-------- Teks Bacaan

Perusahaan Tambang Emas Terbesar di Dunia Hentikan Operasi di Papua

Ekonomi, Headline957 views

JAKARTA — Perusahaan pertambangan Amerika Freeport-McMoRan telah menghentikan operasi tambang emas terbesar di dunia yang terletak di provinsi Papua. Perusahaan itu tengah bersitegang dengan pemerintah Indonesia atas aturan-aturan pertambangan.
Ketika Freeport mulai memberhentikan puluhan ribu pekerja, ekonomi setempat paling terkena imbasnya. Di Mimika, provinsi Papua di mana terdapat tambang Grasberg, 91% pendapatan kotor berasal dari Freeport.
Freeport Indonesia secara tiba-tiba menghentikan produksi pada 10 Februari lalu dan memberhentikan 10% pekerja asingnya. Freeport mempekerjakan 32 ribu orang di Indonesia, di mana 12 ribu diantaranya adalah pekerja tetap.
Pembekuan itu merupakan tanggapan terhadap perubahan kontrak dengan pemerintah Indonesia, yang ditandatangani pada tahun 1981. Indonesia ingin mengenakan kewajiban tambahan pada Freeport guna meningkatkan pendapatan sektor dalam negeri dari sumber-sumber daya alamnya. Pekan lalu Freeport membalas dengan mengancam akan membawa kasus itu ke mahkamah arbitrase internasional dan menuntut ganti kerugian pada pemerintah.
Kementerian Energi dan Sumber Daya Mineral ESDM belum bisa diminta komentar atas isu ini.
Para pengamat di Papua dan Jakarta khawatir perubahan aturan dan kini pemberhentian karyawan akan mematikan perekonomian lokal dan memicu aksi kekerasan di kawasan yang dalam sejarah dikenal tidak stabil. Papua Barat telah sejak lama dikenal sebagai kawasan bermasalah di Indonesia dan gerakan yang menginginkan kemerdekaan kawasan itu kerap bentrok dengan militer Indonesia.
“Saya kira pemerintah tidak memahami dampak sosial pembekuan operasi Freeport di Mimika,” ujar Octavianus Danunan, editor suratkabar lokal “Radar Timika”. Ditambahkannya, “Freeport mengelola dua rumah sakit, memberikan ratusan beasiswa pada pelajar setempat, dan tentunya menyediakan lapangan kerja pada ribuan warga Papua. Dengan PHK karyawan ini, orang jadi sangat khawatir.”
“Pemberhentian karyawan ini telah membatasi kehidupan banyak orang,” ujar John Gobai, anggota DPRD Papua.
“Kita telah mendengar dari banyak suku asli di Timika bahwa orang-orang jatuh sakit karena stress. Mereka jatuh dalam jurang stress”, tambahnya.

----------------

Arahan Tugas 1:
Jawablah pertanyaan-pertanyaan ini berdasarkan berita tentang Freeport.
(a) Pada tanggal berapa Freeport Indonesia menghentikan produksi?
(b) Berapa persen pendapatan kotor Mimika yang berasal dari Freeport?
(c) Apa jabatan John Gobai?
Arahan Tugas 2: Lanjutkan berita tentang Freeport, dimulai tepat setelah kalimat terakhirnya.
Data di bawah ini tidak berhubungan dengan berita tentang Freeport di atas.

-------- Data yang Ditampilkan

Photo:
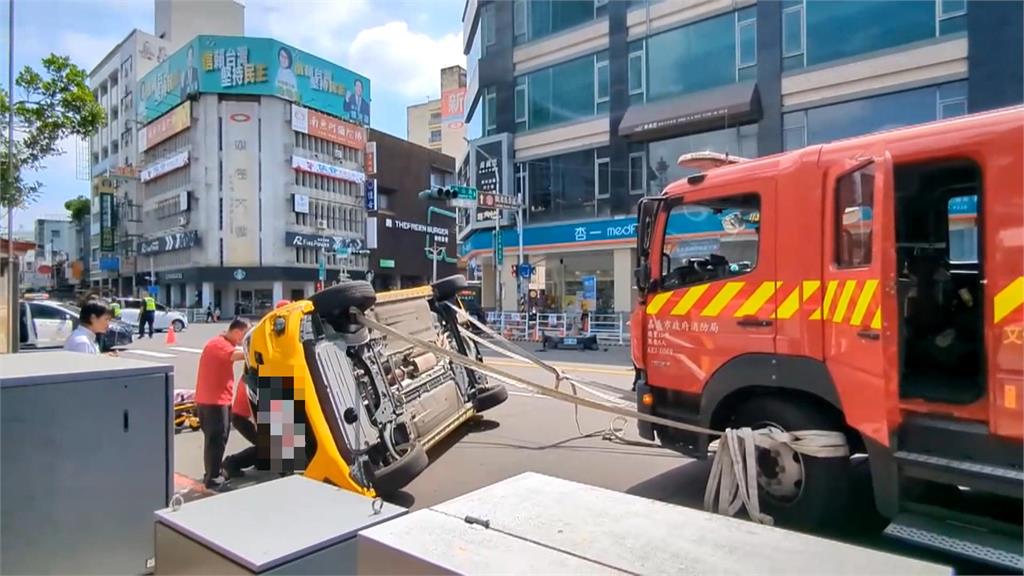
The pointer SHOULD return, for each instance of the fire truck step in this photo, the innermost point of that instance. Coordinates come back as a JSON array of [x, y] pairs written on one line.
[[988, 478], [983, 546]]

----------------

Jawaban Akhir 1:
(a) Pada 10 Februari.
(b) Sebanyak 91%.
(c) Anggota DPRD Papua.

Jawaban Akhir 2:
Menurut laporan internal Freeport tahun 2015, sekitar 36% karyawan tetap mereka adalah warga asli Papua.
“Saya kira karena banyak diantara mereka yang kehilangan pekerjaan, banyak yang ingin berdemonstrasi. Tetapi ironisnya, mereka di-PHK karena kebijakan pemerintah. Saya kira seluruh situasi ini merupakan pelanggaran HAM”, ujar Gobai.
“Aksi kekerasan sangat mungkin terjadi’’, ujar Andreas Harsono, peneliti dan aktivis Human Rights Watch.
“Timika itu daerah di bagian timur Papua yang masih liar. Daerah ini terletak di lokasi dimana terdapat pos yang dihuni oleh lebih dari 3.500 petugas keamanan di sepanjang jalan tambang, belum termasuk gerilyawan Papua dan ratusan anggota militer yang membangkang; yang semuanya ingin mendapatkan sesuatu dari tambang emas dan batubara itu. Penembakan di sepanjang jalan itu merupakan hal yang kerap terjadi. Saya tidak bisa membayangkan situasi disana ketika Freeport menghentikan operasi dan mem-PHK 30 ribu pekerja tambangnya.”
Gobai mengatakan sudah ada beberapa aksi demonstrasi yang terjadi di depan markas Freeport dan ia memperkirakan hal ini akan terus berlanjut.
CEO Freerport Richard Adkerson mengatakan pada kantor berita Reuters, perusahaan itu berkomitmen untuk tetap ada di Indonesia, salah satu di antaranya karena sekitar sepertiga perekonomian di Papua bergantung pada tambang Grasberg.
Adkerson pada 12 Februari lalu mengeluarkan sebuah ultimatum keras – dengan tenggat 120 hari – pada pemerintah Indonesia, untuk mencabut tuntutannya atau menghadapi tuntutan di mahkamah arbitrase internasional.
Keterlibatan Freeport di Indonesia berlangsung sejak jaman pemerintah Soeharto, yang mencakup pembangunan wilayah Papua seluas 250.000 hektar pada tahun 1967. Freeport adalah perusahaan asing pertama yang menandatangani kontrak dengan pemerintah baru Indonesia, dan sejak saat itu menjadi perusahaan terbesar di seluruh Indonesia.
Menurut laporan “Inside Indonesia”, pada era Soeharto itu Freeport menikmati hubungan khusus yang rumit sebagai “quasi-state organization for Jakarta”, tetapi hubungan itu surut dibawah presiden yang terpilih secara demokratis.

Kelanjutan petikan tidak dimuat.